## Prompt
Wherever a picture appears in the listing below, leave it out and reproduce the rest exactly.

## Data section
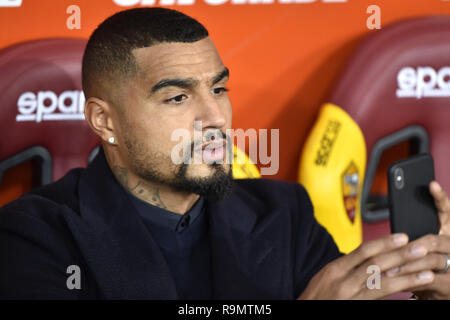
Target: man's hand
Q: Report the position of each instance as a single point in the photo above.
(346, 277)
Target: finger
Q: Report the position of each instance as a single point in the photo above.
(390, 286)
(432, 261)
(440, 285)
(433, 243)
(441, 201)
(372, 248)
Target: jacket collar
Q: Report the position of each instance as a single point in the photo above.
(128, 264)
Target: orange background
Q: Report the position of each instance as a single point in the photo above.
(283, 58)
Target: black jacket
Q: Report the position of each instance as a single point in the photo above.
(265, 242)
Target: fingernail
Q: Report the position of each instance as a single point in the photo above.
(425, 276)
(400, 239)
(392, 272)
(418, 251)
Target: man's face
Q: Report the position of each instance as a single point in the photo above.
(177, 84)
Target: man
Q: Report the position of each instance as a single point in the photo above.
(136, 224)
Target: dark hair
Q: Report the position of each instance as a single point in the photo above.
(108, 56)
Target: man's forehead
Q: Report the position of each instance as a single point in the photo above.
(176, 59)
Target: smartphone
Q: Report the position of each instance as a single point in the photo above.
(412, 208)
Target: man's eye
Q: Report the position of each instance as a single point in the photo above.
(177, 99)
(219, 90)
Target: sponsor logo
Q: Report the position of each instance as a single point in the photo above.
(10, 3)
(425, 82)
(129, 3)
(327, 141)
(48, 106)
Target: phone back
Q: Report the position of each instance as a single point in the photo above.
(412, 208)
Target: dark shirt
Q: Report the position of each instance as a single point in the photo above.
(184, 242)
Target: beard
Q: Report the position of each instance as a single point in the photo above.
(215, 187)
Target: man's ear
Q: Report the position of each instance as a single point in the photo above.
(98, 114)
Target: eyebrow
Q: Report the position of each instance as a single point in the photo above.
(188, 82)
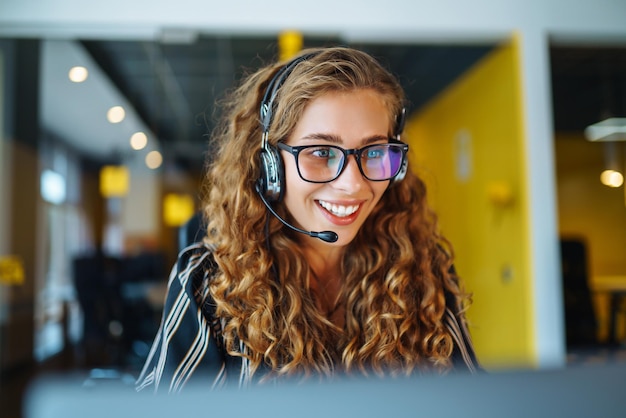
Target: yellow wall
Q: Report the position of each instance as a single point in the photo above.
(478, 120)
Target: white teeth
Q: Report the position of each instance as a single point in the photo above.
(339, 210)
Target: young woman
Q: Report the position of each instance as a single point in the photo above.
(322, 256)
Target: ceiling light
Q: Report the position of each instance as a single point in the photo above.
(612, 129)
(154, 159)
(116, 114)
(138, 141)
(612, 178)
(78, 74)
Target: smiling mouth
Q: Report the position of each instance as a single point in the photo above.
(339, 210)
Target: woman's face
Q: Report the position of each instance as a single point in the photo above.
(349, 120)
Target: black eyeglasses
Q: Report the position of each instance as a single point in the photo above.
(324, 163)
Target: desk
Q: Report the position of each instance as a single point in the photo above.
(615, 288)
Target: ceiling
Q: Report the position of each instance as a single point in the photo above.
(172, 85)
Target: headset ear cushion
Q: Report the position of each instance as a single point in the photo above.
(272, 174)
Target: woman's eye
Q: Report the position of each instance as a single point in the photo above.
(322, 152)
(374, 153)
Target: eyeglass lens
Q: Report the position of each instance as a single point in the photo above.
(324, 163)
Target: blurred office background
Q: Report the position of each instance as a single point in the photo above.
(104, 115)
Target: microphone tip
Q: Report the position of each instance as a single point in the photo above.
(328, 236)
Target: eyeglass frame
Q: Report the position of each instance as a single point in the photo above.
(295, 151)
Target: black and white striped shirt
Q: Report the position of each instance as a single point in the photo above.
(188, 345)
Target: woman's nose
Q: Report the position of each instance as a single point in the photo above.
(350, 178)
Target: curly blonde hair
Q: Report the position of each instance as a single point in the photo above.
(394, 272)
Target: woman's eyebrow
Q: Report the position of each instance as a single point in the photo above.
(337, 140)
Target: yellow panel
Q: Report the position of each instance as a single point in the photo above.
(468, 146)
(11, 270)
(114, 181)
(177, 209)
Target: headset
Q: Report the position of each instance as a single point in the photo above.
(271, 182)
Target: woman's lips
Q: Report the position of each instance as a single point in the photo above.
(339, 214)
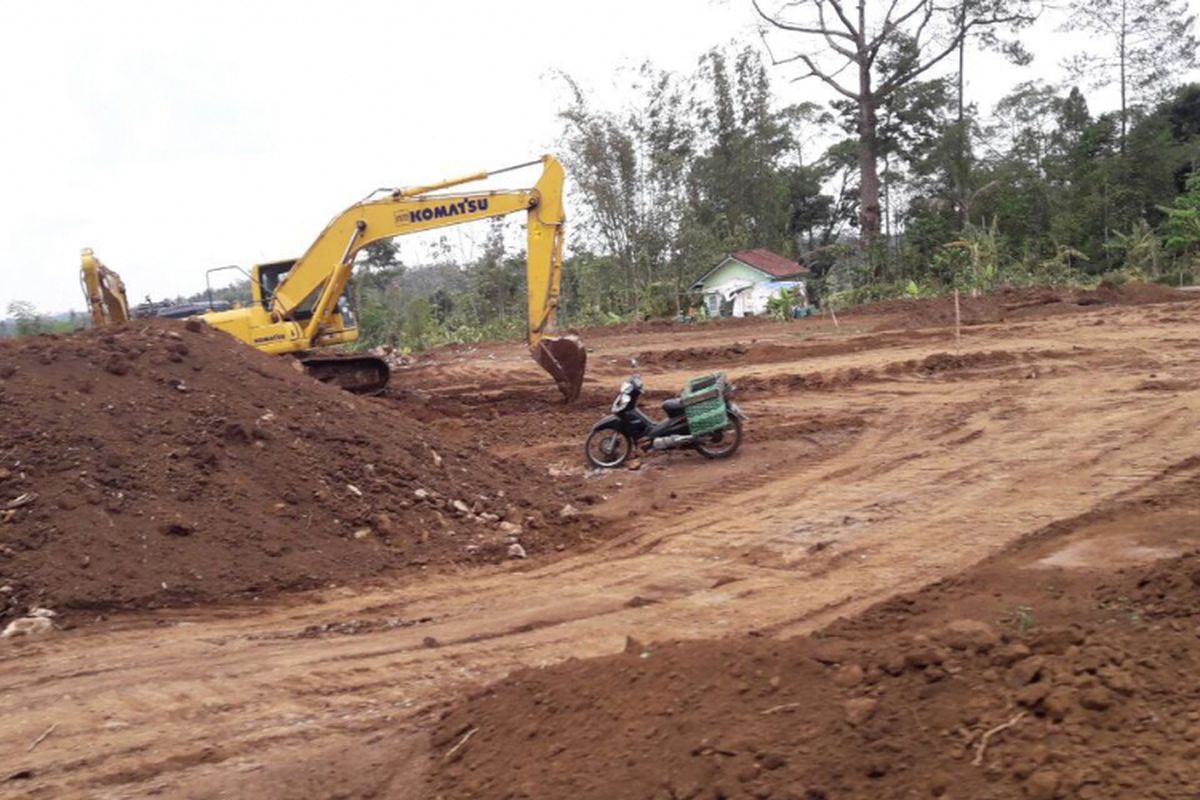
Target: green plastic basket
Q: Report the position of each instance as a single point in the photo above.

## Result
Target: man's hand
Q: Report the position of each instance as a single point in the photo above.
(346, 277)
Target: finger
Q: Report the position of each instance as a single point in the photo above.
(390, 286)
(432, 261)
(440, 285)
(433, 243)
(441, 201)
(372, 248)
Target: jacket collar
Q: Report the position of each instance as a single point in the photo above.
(128, 264)
Target: orange background
Q: Report the position of each instance as a single point in the photo above.
(283, 58)
Target: black jacket
Q: Report the position of each instance as a single point in the photo above.
(265, 242)
Target: fingernail
Q: Report the position of each instance as a single point in the photo above.
(425, 276)
(400, 239)
(392, 272)
(418, 251)
Target: man's face
Q: Report the position of each instance as a single point in the photo above.
(177, 84)
Target: man
Q: Report the position of each instance as a single point in the photo above.
(136, 224)
Target: dark hair
Q: Report the position of each instance as a single point in the photo above.
(108, 56)
Target: man's forehead
Q: Report the position of each instance as a single point in the photo above.
(176, 59)
Target: smartphone
Q: Report the position of each instance as a single point in the photo above.
(412, 208)
Target: man's eye
Q: Report the position of each instance as a single point in the photo above.
(177, 99)
(219, 90)
Target: sponsor logo
Q: Report the position of each instance as a single point in the photo above.
(10, 3)
(425, 82)
(129, 3)
(327, 141)
(48, 106)
Target: phone back
Q: Report the position of each instance as a single point in the photo above.
(412, 208)
Target: dark shirt
Q: Report the position of each instance as a single point in the photo above.
(184, 242)
Target: beard
Q: Report the position of each instance as a single point in the photo above.
(215, 187)
Target: man's ear
Q: Report the position of each instance as a single point in the photo above.
(98, 114)
Target: eyebrow
Q: Report the position of each instance as a single point in the photo above.
(188, 82)
Target: yellow wall
Q: Report the position of each instance as a single point in the photo above.
(478, 120)
Target: white teeth
Q: Report the position of each instance as a single point in the photo above.
(339, 210)
Target: young woman
Q: Report the position of each instance as a single point in the photo above.
(322, 256)
Target: ceiling light
Q: Report the position of each instance as a single point in the photo above.
(612, 129)
(154, 159)
(116, 114)
(138, 141)
(612, 178)
(78, 74)
Target: smiling mouth
Q: Report the position of each instance as a single point in the photo above.
(339, 210)
Target: woman's face
Q: Report the position of each instance as a single point in the photo above.
(349, 120)
Target: black eyeglasses
Q: Report the position of each instance as a single point in the photo above.
(324, 163)
Target: desk
Q: Report the position of each instance as a single point in the photo above.
(615, 288)
Target: ceiling
Q: Report the position of each instance as a single point in the photo above.
(172, 85)
Target: headset ear cushion
Q: Report the position of each instance as a single point in the photo above.
(272, 174)
Target: woman's eye
Q: Report the position of each instance as a single point in the photo above.
(322, 152)
(374, 153)
Target: eyeglass lens
Q: Report the position of each instance as a single point in the photo above.
(324, 163)
Target: blurred office background
Q: Report the position of each instance as a single point in the photo above.
(104, 115)
Target: microphone tip
Q: Report the position of each instance as a single point in the photo above.
(328, 236)
Target: eyeglass frame
Q: Report the position of each instance as a single point in the photo above.
(295, 151)
Target: black and white striped shirt
Q: Report the position of each instance as a single point in the photo above.
(188, 345)
Target: woman's nose
Q: Report the position of each instance as a single point in the photo above.
(350, 178)
Target: curly blonde hair
Q: Report the position of each instance as a single point in the photo above.
(394, 272)
Target: woman's eyebrow
Q: Report the position of each instance as a single point in the photo above.
(337, 140)
Target: yellow panel
Q: Report the position of each instance as a single point in the photo above.
(468, 146)
(11, 270)
(114, 181)
(177, 209)
Target: headset
Q: Report the position of each instance as a single point in the photo above.
(271, 182)
Target: woman's lips
Q: Report the position of each instance as a single point in the photo above.
(339, 214)
Target: green plastic basket
Q: Report the position of each instance as a single point in the photo above.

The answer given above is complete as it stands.